Copy the records below word for word, beginning with the line that contains "For the benchmark run, find the rock in" and continuing through the last line of the records.

_MATERIALS PROVIDED_.
◆ ◆ ◆ ◆ ◆
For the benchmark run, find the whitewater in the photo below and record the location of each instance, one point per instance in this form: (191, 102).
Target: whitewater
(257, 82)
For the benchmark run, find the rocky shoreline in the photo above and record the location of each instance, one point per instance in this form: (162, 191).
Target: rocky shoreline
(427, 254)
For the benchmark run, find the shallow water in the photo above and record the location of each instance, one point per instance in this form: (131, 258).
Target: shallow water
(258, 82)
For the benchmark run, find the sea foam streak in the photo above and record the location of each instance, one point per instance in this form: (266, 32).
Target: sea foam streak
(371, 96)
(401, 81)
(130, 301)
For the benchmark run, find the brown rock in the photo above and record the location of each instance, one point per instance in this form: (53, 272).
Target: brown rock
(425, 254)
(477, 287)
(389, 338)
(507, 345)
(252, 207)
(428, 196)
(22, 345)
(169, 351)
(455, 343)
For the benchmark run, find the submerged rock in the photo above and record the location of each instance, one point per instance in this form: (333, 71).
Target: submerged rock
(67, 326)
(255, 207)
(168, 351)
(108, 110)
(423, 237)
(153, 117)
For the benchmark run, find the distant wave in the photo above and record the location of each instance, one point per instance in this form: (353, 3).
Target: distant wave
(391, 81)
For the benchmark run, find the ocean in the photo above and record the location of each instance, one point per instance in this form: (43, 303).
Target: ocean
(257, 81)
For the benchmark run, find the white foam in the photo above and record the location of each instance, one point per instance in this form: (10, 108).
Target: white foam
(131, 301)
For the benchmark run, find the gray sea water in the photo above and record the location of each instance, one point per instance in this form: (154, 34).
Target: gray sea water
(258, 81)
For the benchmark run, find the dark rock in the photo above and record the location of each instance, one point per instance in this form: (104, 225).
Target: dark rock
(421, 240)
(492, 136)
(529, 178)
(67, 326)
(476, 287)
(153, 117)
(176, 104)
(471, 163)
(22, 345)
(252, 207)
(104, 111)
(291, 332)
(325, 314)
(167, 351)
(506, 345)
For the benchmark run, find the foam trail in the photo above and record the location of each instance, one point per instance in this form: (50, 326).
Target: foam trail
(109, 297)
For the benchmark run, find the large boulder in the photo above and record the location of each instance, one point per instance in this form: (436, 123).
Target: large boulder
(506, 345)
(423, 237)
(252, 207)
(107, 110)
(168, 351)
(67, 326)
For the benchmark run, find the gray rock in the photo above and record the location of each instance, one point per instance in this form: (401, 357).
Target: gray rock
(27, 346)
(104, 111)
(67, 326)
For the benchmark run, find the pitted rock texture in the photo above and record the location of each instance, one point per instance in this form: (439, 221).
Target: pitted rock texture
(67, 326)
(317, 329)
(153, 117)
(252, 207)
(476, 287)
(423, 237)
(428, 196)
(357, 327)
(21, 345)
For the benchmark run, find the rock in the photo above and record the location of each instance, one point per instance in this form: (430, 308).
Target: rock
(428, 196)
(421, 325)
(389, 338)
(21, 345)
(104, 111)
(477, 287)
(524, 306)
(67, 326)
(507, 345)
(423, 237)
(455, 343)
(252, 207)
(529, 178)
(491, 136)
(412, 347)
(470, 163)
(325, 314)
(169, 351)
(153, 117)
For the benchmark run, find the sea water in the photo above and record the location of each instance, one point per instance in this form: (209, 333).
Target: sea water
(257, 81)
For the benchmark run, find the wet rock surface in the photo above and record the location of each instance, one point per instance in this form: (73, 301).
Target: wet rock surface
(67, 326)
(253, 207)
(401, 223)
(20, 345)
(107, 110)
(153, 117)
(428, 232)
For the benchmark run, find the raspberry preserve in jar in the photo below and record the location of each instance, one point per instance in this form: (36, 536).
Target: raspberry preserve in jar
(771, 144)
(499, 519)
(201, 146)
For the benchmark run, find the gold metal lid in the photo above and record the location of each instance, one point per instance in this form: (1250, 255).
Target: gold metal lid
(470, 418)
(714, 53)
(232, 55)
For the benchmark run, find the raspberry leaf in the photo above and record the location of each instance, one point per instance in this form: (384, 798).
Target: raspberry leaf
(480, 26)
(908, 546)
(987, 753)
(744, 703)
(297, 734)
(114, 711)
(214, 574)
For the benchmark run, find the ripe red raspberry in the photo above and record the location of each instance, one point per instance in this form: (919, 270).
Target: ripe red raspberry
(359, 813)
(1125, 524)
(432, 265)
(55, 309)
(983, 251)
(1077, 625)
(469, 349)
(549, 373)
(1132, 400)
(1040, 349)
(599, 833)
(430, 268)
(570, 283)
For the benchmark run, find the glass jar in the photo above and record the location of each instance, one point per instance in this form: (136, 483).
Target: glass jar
◆ ◆ ◆ ◆ ◆
_SOLUTION_.
For the benchmark run, find the rock in the photo above and record the location of each instance, one point per instance in this form: (430, 308).
Target: rock
(428, 196)
(421, 325)
(389, 338)
(21, 345)
(104, 111)
(477, 287)
(524, 306)
(67, 326)
(507, 345)
(423, 237)
(455, 343)
(252, 207)
(529, 178)
(491, 136)
(412, 347)
(470, 163)
(325, 314)
(169, 351)
(153, 117)
For the benchmark run, find the sea water in the photo above and record the location of each instance, one point per instance in this form: (209, 333).
Target: sea water
(257, 81)
For the benchmark run, find the wet rock surface in the photo above and record the location of each instance, one point per instance in this form: (73, 301).
Target: wet rock surface
(67, 326)
(253, 207)
(401, 223)
(20, 345)
(107, 110)
(153, 117)
(428, 232)
For the benchmark run, find the raspberry preserve in jar in the photo below and record the location of each instance, one point per instance in this form: (36, 536).
Target: raspberry preserve in jar
(771, 144)
(499, 519)
(201, 146)
For the benchmark run, find the gold metal lid in the photo above and record the location of each instance, one point per instance in this form: (1250, 255).
Target: gold metal lid
(470, 418)
(714, 53)
(232, 55)
For the benchmark run, find the raspberry leaf in the photo above and record the location of each instance, one point per instance in this form: (384, 798).
Target: raspberry leaf
(480, 26)
(908, 546)
(987, 753)
(744, 703)
(297, 734)
(114, 711)
(214, 574)
For the benchmark run, find the ripe red raspberry in the photo above and record the location of each instance, one point per instance in this form: (919, 270).
Target: ripe red raspberry
(359, 813)
(1125, 524)
(432, 265)
(55, 309)
(983, 251)
(1077, 625)
(469, 349)
(549, 373)
(1132, 400)
(1040, 349)
(599, 833)
(430, 268)
(570, 283)
For the benchmark run, find the glass jar in the photo above and record the location of each instance, one point per instance in this form: (136, 483).
Target: glass jar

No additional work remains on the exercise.